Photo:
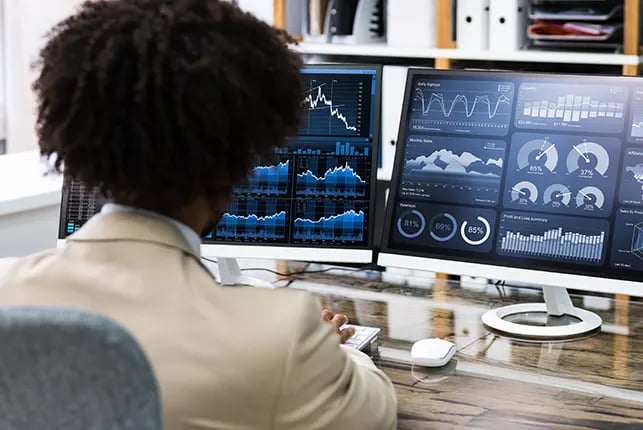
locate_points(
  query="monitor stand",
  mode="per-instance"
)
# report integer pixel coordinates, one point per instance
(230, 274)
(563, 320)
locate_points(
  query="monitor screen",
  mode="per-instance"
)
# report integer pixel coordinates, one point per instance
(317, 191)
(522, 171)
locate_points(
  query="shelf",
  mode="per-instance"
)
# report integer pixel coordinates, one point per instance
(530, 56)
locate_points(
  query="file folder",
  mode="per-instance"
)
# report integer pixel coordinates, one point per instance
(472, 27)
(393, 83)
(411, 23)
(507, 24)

* * *

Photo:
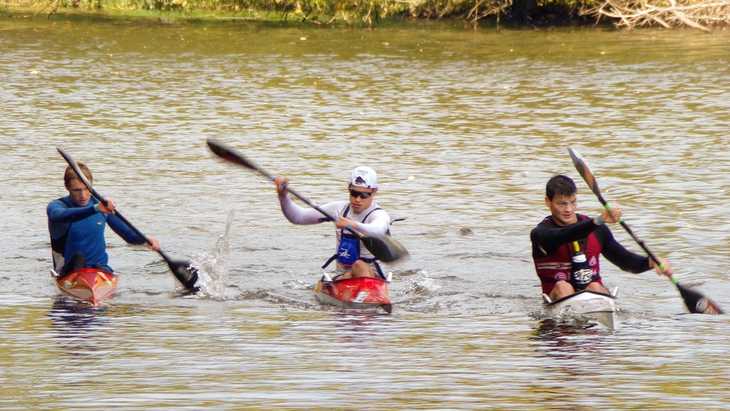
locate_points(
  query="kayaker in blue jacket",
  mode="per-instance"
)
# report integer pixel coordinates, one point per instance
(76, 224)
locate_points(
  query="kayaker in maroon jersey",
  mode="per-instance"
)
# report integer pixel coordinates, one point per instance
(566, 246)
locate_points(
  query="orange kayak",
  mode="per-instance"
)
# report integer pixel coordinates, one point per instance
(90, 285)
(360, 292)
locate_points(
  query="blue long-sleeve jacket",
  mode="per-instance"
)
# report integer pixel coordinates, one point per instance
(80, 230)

* * *

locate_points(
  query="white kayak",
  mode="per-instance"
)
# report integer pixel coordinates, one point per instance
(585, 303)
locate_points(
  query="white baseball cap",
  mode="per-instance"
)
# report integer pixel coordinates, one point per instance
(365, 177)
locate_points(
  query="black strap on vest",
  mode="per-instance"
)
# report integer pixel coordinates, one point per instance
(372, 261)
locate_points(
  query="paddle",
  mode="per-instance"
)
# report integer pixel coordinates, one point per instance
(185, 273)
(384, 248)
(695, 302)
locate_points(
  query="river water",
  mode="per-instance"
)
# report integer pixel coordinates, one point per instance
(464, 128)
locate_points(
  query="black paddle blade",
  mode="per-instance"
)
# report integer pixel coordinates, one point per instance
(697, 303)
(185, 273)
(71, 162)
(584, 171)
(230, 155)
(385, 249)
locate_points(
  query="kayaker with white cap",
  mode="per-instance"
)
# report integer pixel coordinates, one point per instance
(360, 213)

> _THE TASK_:
Return each line from the listing above that contains the word "paddle". Case counts.

> _ANSWER TO THE EXERCISE_:
  query="paddle",
  query="black paddle blade",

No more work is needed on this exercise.